Problem - Every line must be returned precisely as it is written.
= = = = =
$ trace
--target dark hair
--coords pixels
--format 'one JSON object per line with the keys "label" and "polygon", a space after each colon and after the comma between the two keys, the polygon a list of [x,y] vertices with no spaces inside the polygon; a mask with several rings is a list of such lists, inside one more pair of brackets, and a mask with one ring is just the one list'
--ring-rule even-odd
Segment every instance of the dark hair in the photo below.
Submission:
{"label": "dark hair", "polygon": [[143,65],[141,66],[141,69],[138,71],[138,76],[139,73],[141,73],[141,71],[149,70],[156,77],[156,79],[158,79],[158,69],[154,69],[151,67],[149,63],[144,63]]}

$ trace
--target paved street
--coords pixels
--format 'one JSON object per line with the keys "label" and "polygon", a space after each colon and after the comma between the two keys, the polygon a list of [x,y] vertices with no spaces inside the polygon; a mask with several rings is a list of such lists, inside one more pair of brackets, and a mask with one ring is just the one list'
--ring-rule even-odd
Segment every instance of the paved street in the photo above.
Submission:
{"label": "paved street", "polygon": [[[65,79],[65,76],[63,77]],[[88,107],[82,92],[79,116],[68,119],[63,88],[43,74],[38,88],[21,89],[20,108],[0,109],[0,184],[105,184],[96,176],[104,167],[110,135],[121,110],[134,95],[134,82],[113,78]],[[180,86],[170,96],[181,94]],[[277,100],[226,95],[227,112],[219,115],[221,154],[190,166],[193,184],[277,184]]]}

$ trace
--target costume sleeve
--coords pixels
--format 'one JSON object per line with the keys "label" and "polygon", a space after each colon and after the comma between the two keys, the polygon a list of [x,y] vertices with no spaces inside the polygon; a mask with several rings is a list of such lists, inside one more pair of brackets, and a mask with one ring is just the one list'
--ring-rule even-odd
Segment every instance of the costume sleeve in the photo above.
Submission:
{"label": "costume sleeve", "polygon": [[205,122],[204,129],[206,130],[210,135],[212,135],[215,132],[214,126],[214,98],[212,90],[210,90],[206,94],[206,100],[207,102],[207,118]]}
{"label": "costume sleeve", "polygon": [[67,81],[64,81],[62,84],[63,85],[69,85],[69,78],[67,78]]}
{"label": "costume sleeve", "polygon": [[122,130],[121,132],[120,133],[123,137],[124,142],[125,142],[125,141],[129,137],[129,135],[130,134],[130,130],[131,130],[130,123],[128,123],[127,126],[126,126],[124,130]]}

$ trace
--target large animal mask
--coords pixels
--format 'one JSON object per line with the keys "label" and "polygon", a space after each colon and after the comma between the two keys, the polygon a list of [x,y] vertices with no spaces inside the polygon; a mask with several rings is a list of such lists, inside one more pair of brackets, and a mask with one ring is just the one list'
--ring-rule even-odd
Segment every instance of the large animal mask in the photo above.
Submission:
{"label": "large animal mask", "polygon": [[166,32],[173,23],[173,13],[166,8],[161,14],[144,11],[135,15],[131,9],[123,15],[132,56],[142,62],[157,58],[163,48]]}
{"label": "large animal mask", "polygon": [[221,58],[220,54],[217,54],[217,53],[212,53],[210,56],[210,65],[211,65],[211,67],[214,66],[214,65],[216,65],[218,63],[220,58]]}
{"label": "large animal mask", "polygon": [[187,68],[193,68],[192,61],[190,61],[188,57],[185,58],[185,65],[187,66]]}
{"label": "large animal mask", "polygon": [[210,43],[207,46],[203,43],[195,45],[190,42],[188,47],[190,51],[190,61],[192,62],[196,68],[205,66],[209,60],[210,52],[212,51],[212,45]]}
= = = = =
Task solution -
$ trace
--target dark hair
--coords pixels
--format 'one JSON object per line with the keys "label" and "polygon", a space after each colon and after the comma between the two keys, the polygon a list of [x,y] vertices with no spaces inside the polygon; a mask with several rings is a list of such lists, inside one more pair of brackets, and a mask with one ring is just the one list'
--ring-rule even-odd
Segment every instance of the dark hair in the photo below.
Submission:
{"label": "dark hair", "polygon": [[143,65],[141,66],[141,69],[138,71],[138,76],[139,73],[141,73],[141,71],[149,70],[156,77],[156,79],[158,79],[158,69],[154,69],[151,67],[149,63],[144,63]]}

$ trace
--target paved street
--coords pixels
--format 'one JSON object per line with the keys "label" and "polygon", a space after each colon and after the comma between the two keys, the polygon a list of [x,y] vertices with no spaces inside the polygon; a mask with several rings is a list of such lists, inside one more pair of brackets, and a mask with one ring is just the one list'
--ring-rule even-odd
Segment every instance of the paved street in the photo above.
Submission:
{"label": "paved street", "polygon": [[[65,79],[65,76],[63,77]],[[88,107],[82,92],[79,116],[68,119],[63,88],[43,74],[38,88],[21,89],[20,108],[0,109],[0,184],[105,184],[96,176],[104,167],[110,135],[121,110],[134,95],[134,82],[113,78]],[[180,86],[170,96],[181,94]],[[277,100],[226,95],[227,112],[219,115],[221,154],[190,166],[193,184],[277,184]]]}

$ trace
--target costume sleeve
--coords pixels
--format 'one JSON object per line with the keys "label" and "polygon", a space after each colon and after the comma between the two keys, the polygon a list of [x,y] vertices with no spaces inside the polygon; a mask with several rings is a list of such lists, inside one more pair of brackets, and a mask with one ring is just the one list'
--ring-rule even-odd
Segment every instance of the costume sleeve in the photo above.
Submission:
{"label": "costume sleeve", "polygon": [[205,122],[204,129],[206,130],[210,135],[212,135],[215,132],[214,126],[214,98],[212,90],[210,90],[206,94],[206,100],[207,102],[207,118]]}
{"label": "costume sleeve", "polygon": [[67,81],[64,81],[62,84],[63,85],[69,85],[69,78],[67,78]]}
{"label": "costume sleeve", "polygon": [[122,130],[121,132],[120,133],[123,137],[124,142],[125,142],[125,141],[129,137],[129,135],[130,134],[130,130],[131,130],[130,123],[128,123],[127,126],[126,126],[124,130]]}

$ trace
--target large animal mask
--coords pixels
--format 'one JSON object per line with the keys "label" and "polygon", a space after each colon and after the comma between the two keys, the polygon a list of [x,y] vertices with no spaces inside the polygon; a mask with several rings is a list of such lists, inside one more pair of brackets, and a mask with one ring is just the one list'
--ring-rule even-odd
Segment every instance of the large animal mask in the photo above.
Submission:
{"label": "large animal mask", "polygon": [[166,32],[173,23],[173,13],[166,8],[161,14],[144,11],[135,15],[131,9],[123,15],[132,56],[142,62],[157,58],[163,48]]}
{"label": "large animal mask", "polygon": [[221,58],[220,54],[217,54],[217,53],[212,53],[210,56],[210,65],[211,65],[211,67],[214,66],[214,65],[216,65],[218,63],[220,58]]}
{"label": "large animal mask", "polygon": [[187,68],[193,68],[192,61],[190,61],[188,57],[185,58],[185,65],[187,66]]}
{"label": "large animal mask", "polygon": [[210,43],[207,46],[203,43],[195,45],[190,42],[188,47],[190,51],[190,61],[192,62],[196,68],[205,66],[209,60],[210,52],[212,51],[212,45]]}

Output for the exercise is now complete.